TO DO:
Reproduce the entries shown below only from the line with "Target: large rock" down to the line with "point: one pixel per instance, each like <point>362,44</point>.", keeping both end lines and copying each one exactly.

RECORDS PROVIDED:
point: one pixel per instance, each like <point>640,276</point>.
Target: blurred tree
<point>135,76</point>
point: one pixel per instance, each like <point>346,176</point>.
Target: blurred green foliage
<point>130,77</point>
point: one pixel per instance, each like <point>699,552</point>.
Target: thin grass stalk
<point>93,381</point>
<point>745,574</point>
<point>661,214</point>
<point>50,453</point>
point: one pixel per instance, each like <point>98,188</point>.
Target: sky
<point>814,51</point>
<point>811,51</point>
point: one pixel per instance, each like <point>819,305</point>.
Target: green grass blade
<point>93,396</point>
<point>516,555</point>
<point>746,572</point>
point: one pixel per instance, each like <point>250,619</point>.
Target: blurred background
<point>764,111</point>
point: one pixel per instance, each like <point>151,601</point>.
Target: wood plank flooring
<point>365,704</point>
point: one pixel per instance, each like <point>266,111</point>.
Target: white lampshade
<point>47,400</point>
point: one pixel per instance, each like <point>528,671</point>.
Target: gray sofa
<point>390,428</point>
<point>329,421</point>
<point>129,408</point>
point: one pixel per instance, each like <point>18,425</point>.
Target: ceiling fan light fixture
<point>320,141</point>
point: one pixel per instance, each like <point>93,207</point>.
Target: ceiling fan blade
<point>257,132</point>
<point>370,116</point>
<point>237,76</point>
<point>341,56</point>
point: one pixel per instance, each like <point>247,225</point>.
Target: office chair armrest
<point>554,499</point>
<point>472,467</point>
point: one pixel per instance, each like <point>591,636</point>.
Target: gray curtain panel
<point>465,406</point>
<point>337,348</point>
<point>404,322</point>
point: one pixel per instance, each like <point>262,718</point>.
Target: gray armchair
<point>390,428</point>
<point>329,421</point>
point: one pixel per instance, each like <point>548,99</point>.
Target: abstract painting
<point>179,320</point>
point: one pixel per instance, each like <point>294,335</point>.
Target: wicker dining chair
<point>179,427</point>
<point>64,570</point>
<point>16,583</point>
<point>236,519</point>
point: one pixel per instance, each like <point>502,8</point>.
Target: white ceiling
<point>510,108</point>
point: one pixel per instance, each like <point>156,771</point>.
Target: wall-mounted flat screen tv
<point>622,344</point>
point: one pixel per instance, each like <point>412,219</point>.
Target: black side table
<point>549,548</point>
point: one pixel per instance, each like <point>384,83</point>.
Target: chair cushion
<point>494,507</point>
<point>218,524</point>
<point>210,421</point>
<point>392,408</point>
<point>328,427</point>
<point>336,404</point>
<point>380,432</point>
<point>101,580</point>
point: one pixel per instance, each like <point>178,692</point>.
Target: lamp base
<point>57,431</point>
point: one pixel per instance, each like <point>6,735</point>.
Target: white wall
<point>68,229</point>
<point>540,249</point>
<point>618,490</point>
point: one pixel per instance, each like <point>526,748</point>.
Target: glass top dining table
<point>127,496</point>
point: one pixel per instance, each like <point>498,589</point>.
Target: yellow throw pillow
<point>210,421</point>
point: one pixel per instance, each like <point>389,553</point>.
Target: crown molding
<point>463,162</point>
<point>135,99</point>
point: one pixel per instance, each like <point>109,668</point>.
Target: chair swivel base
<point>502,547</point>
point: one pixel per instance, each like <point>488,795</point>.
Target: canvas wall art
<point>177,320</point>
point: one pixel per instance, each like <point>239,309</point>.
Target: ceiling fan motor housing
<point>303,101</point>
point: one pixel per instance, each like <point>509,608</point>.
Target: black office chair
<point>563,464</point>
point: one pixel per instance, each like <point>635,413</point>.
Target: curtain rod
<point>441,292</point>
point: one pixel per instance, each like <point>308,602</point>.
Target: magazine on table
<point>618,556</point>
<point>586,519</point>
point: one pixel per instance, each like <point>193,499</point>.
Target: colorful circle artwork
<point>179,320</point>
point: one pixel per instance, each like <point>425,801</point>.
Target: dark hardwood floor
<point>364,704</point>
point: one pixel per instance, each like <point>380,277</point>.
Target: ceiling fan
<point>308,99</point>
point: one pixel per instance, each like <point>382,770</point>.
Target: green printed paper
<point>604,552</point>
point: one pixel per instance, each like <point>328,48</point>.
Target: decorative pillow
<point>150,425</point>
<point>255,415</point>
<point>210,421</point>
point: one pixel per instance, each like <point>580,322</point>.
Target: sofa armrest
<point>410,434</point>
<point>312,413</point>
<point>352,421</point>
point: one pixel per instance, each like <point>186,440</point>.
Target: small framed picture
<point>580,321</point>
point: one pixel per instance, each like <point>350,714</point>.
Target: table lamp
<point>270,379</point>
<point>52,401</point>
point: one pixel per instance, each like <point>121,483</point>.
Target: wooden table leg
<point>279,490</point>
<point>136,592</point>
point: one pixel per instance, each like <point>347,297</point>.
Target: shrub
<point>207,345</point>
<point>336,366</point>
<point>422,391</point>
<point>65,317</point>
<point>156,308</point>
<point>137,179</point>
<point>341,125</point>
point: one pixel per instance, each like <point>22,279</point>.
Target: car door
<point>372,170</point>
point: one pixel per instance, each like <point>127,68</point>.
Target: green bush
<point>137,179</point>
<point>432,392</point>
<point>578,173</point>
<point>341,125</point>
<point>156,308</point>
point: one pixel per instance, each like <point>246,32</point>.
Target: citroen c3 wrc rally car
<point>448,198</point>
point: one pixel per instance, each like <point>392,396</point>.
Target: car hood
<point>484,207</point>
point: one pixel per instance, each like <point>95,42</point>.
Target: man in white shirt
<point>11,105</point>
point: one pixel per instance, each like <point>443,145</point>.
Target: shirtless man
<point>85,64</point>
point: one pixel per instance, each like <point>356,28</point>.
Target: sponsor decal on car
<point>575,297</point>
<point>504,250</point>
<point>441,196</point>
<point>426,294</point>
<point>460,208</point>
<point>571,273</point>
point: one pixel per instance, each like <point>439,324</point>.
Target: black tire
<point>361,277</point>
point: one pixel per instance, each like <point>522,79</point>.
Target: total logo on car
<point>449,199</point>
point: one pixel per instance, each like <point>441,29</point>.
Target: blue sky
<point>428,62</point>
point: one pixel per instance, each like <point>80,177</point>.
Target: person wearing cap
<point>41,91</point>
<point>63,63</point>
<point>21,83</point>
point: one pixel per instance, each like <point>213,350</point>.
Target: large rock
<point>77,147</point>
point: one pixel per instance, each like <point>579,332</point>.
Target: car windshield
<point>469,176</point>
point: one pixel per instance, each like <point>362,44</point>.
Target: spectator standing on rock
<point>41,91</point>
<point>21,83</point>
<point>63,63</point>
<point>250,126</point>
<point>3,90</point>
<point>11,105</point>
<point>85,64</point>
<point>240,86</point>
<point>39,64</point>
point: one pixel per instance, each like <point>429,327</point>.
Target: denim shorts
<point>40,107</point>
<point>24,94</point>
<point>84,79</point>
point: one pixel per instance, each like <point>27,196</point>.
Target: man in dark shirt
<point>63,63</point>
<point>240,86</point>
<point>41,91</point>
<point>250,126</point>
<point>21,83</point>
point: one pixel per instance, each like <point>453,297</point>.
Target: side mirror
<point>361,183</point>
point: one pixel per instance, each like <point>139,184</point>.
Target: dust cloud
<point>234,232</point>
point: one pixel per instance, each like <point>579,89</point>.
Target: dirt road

OUTPUT OF THE TASK:
Target: large rock
<point>77,147</point>
point: one pixel per instance, each like <point>579,332</point>.
Target: car windshield
<point>469,176</point>
point: one pixel per instance, each like <point>362,44</point>.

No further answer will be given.